▶ Supplied entries
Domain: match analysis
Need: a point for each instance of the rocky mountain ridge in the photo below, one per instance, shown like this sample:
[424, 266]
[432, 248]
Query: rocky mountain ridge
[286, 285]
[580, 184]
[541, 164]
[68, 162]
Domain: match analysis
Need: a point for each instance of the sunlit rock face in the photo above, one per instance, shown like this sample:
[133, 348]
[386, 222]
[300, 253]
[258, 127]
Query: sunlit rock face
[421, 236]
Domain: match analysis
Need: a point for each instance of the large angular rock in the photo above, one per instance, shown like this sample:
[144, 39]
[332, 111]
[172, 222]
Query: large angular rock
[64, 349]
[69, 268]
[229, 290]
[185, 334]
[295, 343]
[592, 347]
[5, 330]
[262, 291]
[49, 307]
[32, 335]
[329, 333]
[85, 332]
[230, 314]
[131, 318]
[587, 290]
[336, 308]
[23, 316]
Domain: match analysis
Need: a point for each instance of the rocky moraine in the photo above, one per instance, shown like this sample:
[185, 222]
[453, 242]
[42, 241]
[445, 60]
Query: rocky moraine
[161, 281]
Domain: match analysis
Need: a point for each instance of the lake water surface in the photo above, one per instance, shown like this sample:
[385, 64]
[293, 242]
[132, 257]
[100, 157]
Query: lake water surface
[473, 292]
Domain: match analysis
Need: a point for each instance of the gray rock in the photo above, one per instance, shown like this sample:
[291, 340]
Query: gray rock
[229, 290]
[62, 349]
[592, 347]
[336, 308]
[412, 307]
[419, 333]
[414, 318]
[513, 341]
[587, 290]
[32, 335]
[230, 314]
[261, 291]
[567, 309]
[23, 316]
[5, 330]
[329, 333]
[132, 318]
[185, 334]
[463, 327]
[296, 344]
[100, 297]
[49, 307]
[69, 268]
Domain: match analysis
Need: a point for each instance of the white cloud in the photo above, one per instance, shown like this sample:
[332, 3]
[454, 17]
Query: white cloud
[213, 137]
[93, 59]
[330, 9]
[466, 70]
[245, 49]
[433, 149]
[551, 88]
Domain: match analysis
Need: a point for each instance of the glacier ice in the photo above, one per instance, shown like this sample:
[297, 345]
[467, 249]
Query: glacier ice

▶ Your objective
Write out the entries in full, exactly as given.

▶ Response
Domain: match analysis
Need: a point for each instance of the rocky mountain ridge in the photo below, one per instance, shown like this sample:
[424, 266]
[432, 248]
Query: rocky mountain ridge
[286, 285]
[580, 184]
[541, 164]
[68, 162]
Domain: match analysis
Need: a point for each instance of the sunlit rock face in the photo above, one per instance, shown like this sample:
[133, 348]
[386, 222]
[300, 253]
[258, 127]
Query: sunlit rock face
[421, 236]
Domain: match analysis
Need: a point for each instance of the large angular rock in the photo above, one per instance, shown like this sample:
[144, 39]
[332, 111]
[172, 222]
Query: large angular rock
[64, 349]
[69, 268]
[229, 290]
[185, 334]
[295, 343]
[592, 347]
[5, 330]
[262, 291]
[49, 307]
[32, 335]
[329, 333]
[85, 332]
[230, 314]
[131, 318]
[587, 290]
[336, 308]
[23, 316]
Domain: match analysis
Need: a point for each instance of the rocky moraine in the photo above, one per instance, shown like this sample:
[185, 222]
[453, 242]
[42, 241]
[445, 60]
Query: rocky moraine
[161, 281]
Domain: match analysis
Need: a point for each instance of the lake water surface in the photo above, one per instance, shown like this sample:
[385, 64]
[293, 242]
[132, 257]
[100, 157]
Query: lake water surface
[473, 292]
Domain: match analysis
Need: a point for each instance of the gray rock in the photo above, one per instance, shown like this sample:
[291, 340]
Query: gray rock
[229, 290]
[62, 349]
[592, 347]
[336, 308]
[412, 307]
[419, 333]
[414, 318]
[513, 341]
[587, 290]
[32, 335]
[230, 314]
[261, 291]
[567, 309]
[23, 316]
[5, 330]
[329, 333]
[132, 318]
[185, 334]
[463, 327]
[296, 344]
[100, 297]
[49, 307]
[69, 268]
Domain: match analysis
Need: a point for each instance of the white cloud in the photo above, one per instance, shown like this sample:
[332, 3]
[454, 17]
Query: white cloud
[213, 137]
[93, 59]
[330, 9]
[466, 70]
[245, 49]
[433, 149]
[551, 88]
Domain: match analysis
Need: a point for each instance of the glacier ice in the photo above, one per instance, shown like this sample:
[297, 345]
[467, 249]
Query: glacier ice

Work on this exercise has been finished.